> DIRECTIONS FOR THIS TASK: Please format everything in the material below from the line containing "of the athletic" down to the line containing "Query: hazy sky" as a numbered list, including both of those lines and leaving out any blank lines.

> RECORDS FOR THIS TASK:
_ _ _

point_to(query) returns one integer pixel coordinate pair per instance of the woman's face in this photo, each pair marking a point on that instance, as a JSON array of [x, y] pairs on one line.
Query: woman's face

_ _ _

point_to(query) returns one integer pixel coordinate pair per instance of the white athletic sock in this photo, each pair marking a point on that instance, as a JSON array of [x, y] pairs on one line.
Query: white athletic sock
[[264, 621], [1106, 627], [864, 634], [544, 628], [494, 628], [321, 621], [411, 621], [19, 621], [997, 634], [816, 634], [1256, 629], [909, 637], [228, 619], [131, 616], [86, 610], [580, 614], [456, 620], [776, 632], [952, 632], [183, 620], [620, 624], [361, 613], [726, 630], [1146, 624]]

_ _ _

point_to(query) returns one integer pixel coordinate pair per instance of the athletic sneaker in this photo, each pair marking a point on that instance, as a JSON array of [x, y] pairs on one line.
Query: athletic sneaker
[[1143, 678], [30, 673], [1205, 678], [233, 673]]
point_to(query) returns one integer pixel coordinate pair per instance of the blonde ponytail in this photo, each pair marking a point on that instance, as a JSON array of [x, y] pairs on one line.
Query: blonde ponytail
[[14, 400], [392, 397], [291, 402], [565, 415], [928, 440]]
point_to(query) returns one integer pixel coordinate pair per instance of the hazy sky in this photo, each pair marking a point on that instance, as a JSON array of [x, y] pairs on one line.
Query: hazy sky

_ _ _

> REPLY:
1. point_to(query) returns one integer pixel coordinate pair per instance of the athletic sneaker in this photo, each pair marking a point on that instance, as a JSON array of [x, y] pairs on one line.
2. Query: athletic sneaker
3. [[1143, 678], [30, 673], [1205, 678], [233, 673]]
4. point_to(query) returns one integer pixel coordinate pair per instance of the blonde ponytail in this photo, each pair marking a point on that instance, as a JSON array of [x, y] pairs on one line.
5. Query: blonde ponytail
6. [[14, 400], [392, 397], [291, 402], [565, 415], [928, 440]]
7. point_to(query) returns one integer pixel coordinate pair per instance of the hazy sky in this photo, each pair marking a point on that instance, as a JSON array of [x, y] pairs on one line.
8. Query: hazy sky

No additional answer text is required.